Task brief. Reproduce the entire listing below verbatim, leaving out the pictures.

Listed records.
══════

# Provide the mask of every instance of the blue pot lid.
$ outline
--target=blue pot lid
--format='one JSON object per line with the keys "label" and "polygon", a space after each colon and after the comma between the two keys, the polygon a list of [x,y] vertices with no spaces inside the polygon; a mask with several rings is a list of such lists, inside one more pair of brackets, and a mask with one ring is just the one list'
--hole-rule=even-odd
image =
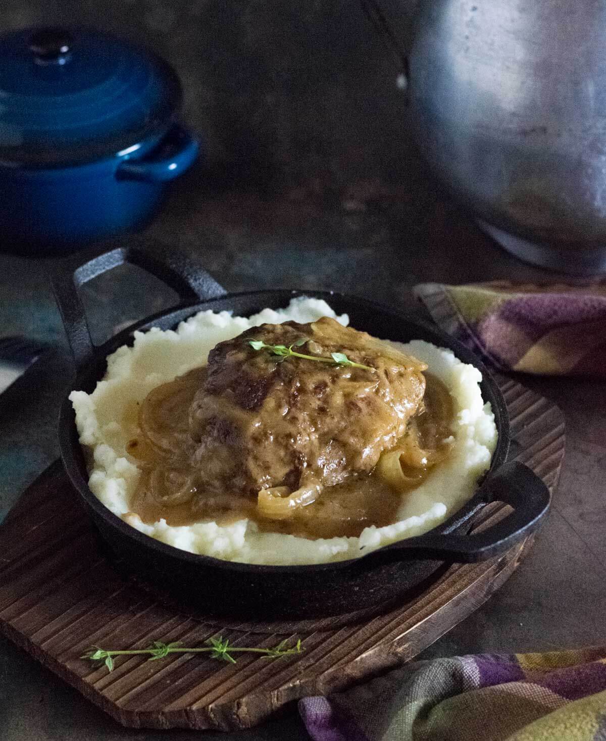
{"label": "blue pot lid", "polygon": [[0,36],[0,162],[117,155],[165,130],[181,101],[165,62],[115,36],[59,28]]}

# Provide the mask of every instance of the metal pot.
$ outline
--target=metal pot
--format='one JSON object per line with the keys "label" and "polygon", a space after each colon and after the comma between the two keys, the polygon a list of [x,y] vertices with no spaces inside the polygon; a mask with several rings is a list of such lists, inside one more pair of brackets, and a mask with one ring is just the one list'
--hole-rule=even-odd
{"label": "metal pot", "polygon": [[137,228],[198,142],[163,60],[86,29],[0,36],[0,232],[44,254]]}
{"label": "metal pot", "polygon": [[[184,302],[148,317],[113,337],[93,345],[77,288],[110,268],[127,262],[164,281]],[[110,551],[144,581],[194,609],[256,618],[296,618],[328,615],[374,605],[402,596],[445,562],[471,562],[503,553],[539,524],[550,503],[549,491],[529,468],[506,463],[509,422],[501,392],[486,368],[469,350],[437,328],[373,302],[321,291],[259,290],[227,294],[190,259],[164,245],[130,239],[82,264],[64,262],[53,277],[57,302],[70,341],[78,376],[74,389],[90,393],[104,374],[107,356],[132,344],[133,333],[174,328],[201,310],[227,310],[248,316],[264,307],[278,308],[294,296],[324,299],[337,312],[347,312],[353,327],[396,341],[426,339],[451,348],[482,374],[482,391],[495,414],[499,442],[489,474],[473,499],[447,522],[418,537],[409,538],[362,558],[318,565],[269,566],[234,563],[199,556],[144,535],[113,514],[88,488],[88,474],[79,443],[72,405],[61,409],[59,439],[67,475],[79,492]],[[467,536],[476,513],[493,501],[513,511],[480,534]]]}
{"label": "metal pot", "polygon": [[415,26],[410,124],[435,176],[522,259],[606,270],[606,5],[421,0]]}

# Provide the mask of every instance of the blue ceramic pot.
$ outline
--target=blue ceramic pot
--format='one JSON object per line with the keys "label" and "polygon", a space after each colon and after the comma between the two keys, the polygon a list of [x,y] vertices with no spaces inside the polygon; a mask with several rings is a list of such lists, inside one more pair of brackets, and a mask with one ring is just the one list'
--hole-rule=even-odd
{"label": "blue ceramic pot", "polygon": [[196,157],[162,59],[86,30],[0,38],[0,249],[42,254],[141,227]]}

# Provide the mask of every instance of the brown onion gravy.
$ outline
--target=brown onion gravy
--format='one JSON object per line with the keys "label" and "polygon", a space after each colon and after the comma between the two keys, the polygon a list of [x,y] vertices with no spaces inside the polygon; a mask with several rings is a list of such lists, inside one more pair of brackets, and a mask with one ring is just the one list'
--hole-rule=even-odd
{"label": "brown onion gravy", "polygon": [[[170,525],[202,520],[226,525],[247,518],[264,531],[316,539],[356,536],[369,525],[382,527],[397,519],[402,491],[393,491],[376,469],[324,488],[315,502],[282,520],[260,516],[256,496],[199,490],[190,461],[189,409],[205,375],[204,368],[196,368],[162,384],[139,407],[140,433],[129,442],[127,452],[141,469],[130,510],[144,522],[163,518]],[[404,452],[402,468],[410,488],[418,486],[452,448],[444,442],[451,436],[454,416],[450,392],[435,376],[427,372],[424,376],[422,409],[394,448]],[[410,466],[406,460],[416,462]]]}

══════

Answer for this exercise.
# Provide the mask of every instance of the blue pot lid.
$ outline
--target=blue pot lid
--format='one JSON object per line with the keys "label" and "polygon", a space after each colon and after the comma between the two keys, the polygon a list of [x,y] vertices with no spaces inside the polygon; a mask with several rings is a list of such lists, inside one more pair of brackets, and a mask with one ring is just the one list'
--hole-rule=even-odd
image =
{"label": "blue pot lid", "polygon": [[0,36],[0,162],[117,155],[165,130],[181,101],[165,62],[115,36],[59,28]]}

# Provide the mask of every instance of the metal pot.
$ outline
--target=metal pot
--format='one JSON object per line with the keys "label" and "polygon", a space after each colon and after the comma between the two keys, the polygon a list of [x,y] vertices with no spaces inside the polygon; a mask with several rings is a list of such lists, inside one more pair of brackets, and a mask with one ring is just the one list'
--hole-rule=even-odd
{"label": "metal pot", "polygon": [[137,228],[198,142],[163,60],[86,29],[0,36],[0,232],[44,254]]}
{"label": "metal pot", "polygon": [[[184,302],[148,317],[113,337],[93,345],[77,288],[110,268],[127,262],[164,281]],[[110,551],[144,581],[194,609],[256,618],[296,618],[328,615],[374,605],[402,596],[445,562],[471,562],[503,553],[539,524],[550,503],[549,491],[529,468],[506,463],[509,422],[501,392],[486,368],[469,350],[437,328],[373,302],[321,291],[259,290],[227,294],[190,259],[164,245],[130,239],[82,264],[64,262],[53,277],[57,302],[70,341],[78,376],[74,389],[90,393],[104,374],[107,356],[132,344],[133,333],[174,328],[201,310],[227,310],[248,316],[264,307],[278,308],[294,296],[324,299],[337,312],[347,312],[353,327],[396,341],[426,339],[451,348],[482,374],[482,391],[495,414],[499,442],[489,474],[473,499],[447,522],[418,537],[409,538],[362,558],[318,565],[269,566],[234,563],[199,556],[144,535],[113,514],[88,488],[88,474],[79,443],[72,405],[61,409],[59,439],[67,475],[79,492]],[[467,536],[476,513],[493,501],[513,511],[480,534]]]}
{"label": "metal pot", "polygon": [[415,26],[410,124],[435,176],[522,259],[606,270],[606,5],[421,0]]}

# Provide the mask of every instance of the blue ceramic pot.
$ outline
--target=blue ceramic pot
--format='one JSON object per line with the keys "label" and "polygon", a space after each colon and after the comma between the two keys, the polygon a list of [x,y] vertices with no spaces inside the polygon; a mask with several rings is a list of such lists, inside one more pair of brackets, and a mask with one ring is just the one list'
--hole-rule=even-odd
{"label": "blue ceramic pot", "polygon": [[196,157],[162,59],[86,30],[0,38],[0,249],[42,254],[141,227]]}

# Provide the mask of every instance of the brown onion gravy.
$ outline
--target=brown onion gravy
--format='one JSON object per line with the keys "label" and "polygon", a space after each colon and after the comma between the two keys, the polygon a list of [x,y] vertices with no spaces inside the polygon; a mask with several rings is a list of such lists, inside one more pair of brackets, and a mask with one ring is just the one list'
--hole-rule=even-odd
{"label": "brown onion gravy", "polygon": [[[170,525],[202,520],[226,525],[247,518],[264,531],[316,539],[356,536],[369,525],[382,527],[397,519],[402,491],[393,491],[376,469],[324,488],[315,502],[282,520],[260,516],[256,496],[199,490],[190,461],[189,409],[205,375],[204,368],[196,368],[162,384],[139,407],[140,433],[129,442],[127,452],[141,469],[130,510],[144,522],[163,518]],[[404,452],[402,468],[410,488],[418,486],[452,448],[444,442],[451,436],[454,416],[450,392],[435,376],[427,372],[424,376],[422,409],[394,448]],[[410,466],[406,460],[416,462]]]}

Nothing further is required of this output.